Set task: Arrange the entries below as a two-column CSV whose header row is instruction,coordinates, with one row per entry. Put each entry's text and its answer in separate double-quoted fields, replacing any line breaks with spaces.

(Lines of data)
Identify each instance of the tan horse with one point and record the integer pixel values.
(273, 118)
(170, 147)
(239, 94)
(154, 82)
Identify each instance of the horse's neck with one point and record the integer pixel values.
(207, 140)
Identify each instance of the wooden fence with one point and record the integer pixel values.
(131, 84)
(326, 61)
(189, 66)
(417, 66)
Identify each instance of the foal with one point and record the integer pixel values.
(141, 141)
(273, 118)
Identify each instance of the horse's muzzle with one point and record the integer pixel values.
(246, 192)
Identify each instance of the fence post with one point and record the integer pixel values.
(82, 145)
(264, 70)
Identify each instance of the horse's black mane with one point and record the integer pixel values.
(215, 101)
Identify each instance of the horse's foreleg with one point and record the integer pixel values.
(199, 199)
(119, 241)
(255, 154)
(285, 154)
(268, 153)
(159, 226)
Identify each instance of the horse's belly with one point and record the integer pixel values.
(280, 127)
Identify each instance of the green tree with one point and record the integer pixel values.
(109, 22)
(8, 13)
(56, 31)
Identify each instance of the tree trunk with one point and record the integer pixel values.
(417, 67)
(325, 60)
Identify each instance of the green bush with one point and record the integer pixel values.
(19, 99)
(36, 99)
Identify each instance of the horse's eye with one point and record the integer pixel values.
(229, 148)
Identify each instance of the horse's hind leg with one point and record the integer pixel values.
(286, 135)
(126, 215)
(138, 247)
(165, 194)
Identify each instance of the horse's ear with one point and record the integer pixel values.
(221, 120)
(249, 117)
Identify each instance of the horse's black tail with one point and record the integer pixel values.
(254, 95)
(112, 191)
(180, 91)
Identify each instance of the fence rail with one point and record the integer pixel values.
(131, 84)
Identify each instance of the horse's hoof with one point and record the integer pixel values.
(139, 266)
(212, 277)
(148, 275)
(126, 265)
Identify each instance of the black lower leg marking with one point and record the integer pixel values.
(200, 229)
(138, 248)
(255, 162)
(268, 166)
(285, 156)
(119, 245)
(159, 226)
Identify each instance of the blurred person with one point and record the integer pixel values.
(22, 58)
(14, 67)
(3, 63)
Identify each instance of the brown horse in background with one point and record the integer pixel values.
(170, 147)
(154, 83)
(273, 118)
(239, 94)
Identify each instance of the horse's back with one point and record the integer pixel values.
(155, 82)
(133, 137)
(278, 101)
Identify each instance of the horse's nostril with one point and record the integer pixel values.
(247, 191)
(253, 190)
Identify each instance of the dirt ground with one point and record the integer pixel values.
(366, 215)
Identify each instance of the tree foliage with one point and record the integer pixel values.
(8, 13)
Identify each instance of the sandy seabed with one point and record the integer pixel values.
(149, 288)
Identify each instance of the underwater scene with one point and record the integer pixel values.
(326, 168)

Task solution:
instruction,coordinates
"Identify each instance of the tan horse with one point and record the integer pixel values.","(273, 118) (170, 147) (239, 94) (154, 82)"
"Identify each instance of the horse's neck with one point and record the integer pixel values.","(207, 140)"
"Identify each instance of the wooden fence with one point and record the integer pixel values.","(131, 84) (326, 61) (189, 66) (417, 66)"
"Identify each instance of the foal with one point and record the integer pixel values.","(141, 141) (273, 118)"
"Identify each instance of the horse's muzzle with one point and record the integer pixel values.","(246, 192)"
"Identify each instance of the fence post with one point and record the integer pixel values.","(82, 145) (264, 70)"
"Identify each instance of the horse's black mane with one point and record the integer pixel values.","(215, 101)"
"Identify each instance of the horse's foreleg with one point and record the integer pixel values.","(199, 199) (119, 241) (255, 154) (285, 154) (268, 153) (159, 226)"
"Identify each instance of the horse's belly with one point and record the integer pixel values.","(280, 127)"
"Identify each instance of the green tree with one point and record the integer pixel values.","(109, 22) (8, 13) (56, 31)"
"Identify each instance of the tree trunk with one point and record the integer pixel values.","(417, 67) (325, 60)"
"Identify each instance of the green bush with one point and record the integer pixel values.","(19, 99) (36, 99)"
"Identify each instance of the horse's eye with one point and record the integer pixel values.","(229, 148)"
"Identify each instance of the horse's hind leg with one point and record the integer pixel values.","(286, 135) (126, 215) (138, 247) (165, 194)"
"Identify each instance of the horse's ear with one point and record the integer pixel values.","(221, 120) (249, 117)"
"Identify each instance of the horse's black tail with one point and record the integer pixel values.","(254, 95) (112, 191) (180, 91)"
"Identify each instance of the fence rail with one point and record the integer pixel values.","(131, 84)"
"Identify each instance of the horse's hoof with one point and record the integer pixel values.","(139, 266) (212, 277) (148, 275) (126, 265)"
"Identify each instance of the black lower leg marking with one point and record the integer pixel values.","(200, 229) (138, 248) (255, 162) (268, 166) (285, 156) (119, 245) (159, 226)"
"Identify each instance of the blurred person with one point and record the integer pixel values.","(22, 58) (14, 67) (3, 63)"
"Identify each instance of the brown horse in background with one point and record the integer pixel values.","(170, 147) (154, 83) (273, 118) (239, 94)"
"Identify each instance of the horse's back with one point and record the integer pixel values.","(155, 82) (133, 137) (278, 101)"
"Identify each instance of the horse's nostril with one point and record the integer pixel values.","(247, 191) (253, 190)"
"Identify each instance of the dirt ground with one point and record the integer pixel values.","(366, 215)"
"Identify each instance of the tree foliage with one point and record the integer pixel values.","(8, 13)"
"Identify each instance of the sandy seabed with one point and record the integer pixel values.","(149, 288)"
"Identify each instance of the underwater scene with one point and record the integer pixel values.","(326, 168)"